» Dataset
* * * * * * * * *

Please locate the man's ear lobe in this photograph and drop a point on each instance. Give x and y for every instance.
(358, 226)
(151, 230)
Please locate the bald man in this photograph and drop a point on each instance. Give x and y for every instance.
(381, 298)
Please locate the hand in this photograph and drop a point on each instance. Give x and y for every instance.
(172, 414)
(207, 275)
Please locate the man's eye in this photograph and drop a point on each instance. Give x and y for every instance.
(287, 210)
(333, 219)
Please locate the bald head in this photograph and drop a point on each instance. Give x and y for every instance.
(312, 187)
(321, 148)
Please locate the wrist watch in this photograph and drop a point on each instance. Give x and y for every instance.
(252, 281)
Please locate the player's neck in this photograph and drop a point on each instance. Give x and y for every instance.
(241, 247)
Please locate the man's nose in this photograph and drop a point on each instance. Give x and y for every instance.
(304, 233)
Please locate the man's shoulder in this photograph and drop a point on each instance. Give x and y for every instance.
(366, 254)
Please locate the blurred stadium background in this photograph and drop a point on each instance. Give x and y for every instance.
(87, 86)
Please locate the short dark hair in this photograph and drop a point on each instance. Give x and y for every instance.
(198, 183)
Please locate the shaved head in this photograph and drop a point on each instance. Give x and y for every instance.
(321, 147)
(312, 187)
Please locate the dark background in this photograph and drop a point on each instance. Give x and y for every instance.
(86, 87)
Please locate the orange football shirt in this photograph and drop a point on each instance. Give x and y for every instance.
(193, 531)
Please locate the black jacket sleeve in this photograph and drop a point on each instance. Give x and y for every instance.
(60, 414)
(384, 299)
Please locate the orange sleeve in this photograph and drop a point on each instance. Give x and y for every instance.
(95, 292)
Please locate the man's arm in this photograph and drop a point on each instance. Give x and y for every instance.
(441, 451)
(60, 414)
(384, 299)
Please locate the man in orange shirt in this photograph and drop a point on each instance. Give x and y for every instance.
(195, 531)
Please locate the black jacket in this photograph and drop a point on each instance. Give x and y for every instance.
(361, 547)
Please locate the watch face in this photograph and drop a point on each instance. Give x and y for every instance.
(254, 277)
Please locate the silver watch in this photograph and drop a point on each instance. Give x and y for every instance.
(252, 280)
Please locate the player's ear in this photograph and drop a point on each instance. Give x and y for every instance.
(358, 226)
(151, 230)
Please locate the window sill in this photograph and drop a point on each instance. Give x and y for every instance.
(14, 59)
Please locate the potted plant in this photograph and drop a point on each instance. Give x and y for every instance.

* * * * * * * * *

» Problem
Copy every line between the one containing "Please locate the watch" and the end of the records, inclusive, scaling each point coordinate by 0.35 and rounding it to a whole number, with halves rounded up. Leave all other text unchanged.

» Solution below
Please locate the watch face in this photograph and drop a point on each instance. Give x and y for every instance.
(89, 97)
Please locate the silver watch in this photograph and drop a point on each instance. Give x and y for every instance.
(88, 98)
Please locate the player's ear in this photograph and drop a point on each instance. Give x and y for every instance.
(125, 79)
(53, 81)
Please locate the window sill in this photograph and drop a point on each instance. Give x and y for every instance.
(5, 21)
Please locate the potted plant in this photograph and drop a point on each instance. Give x and y for every instance.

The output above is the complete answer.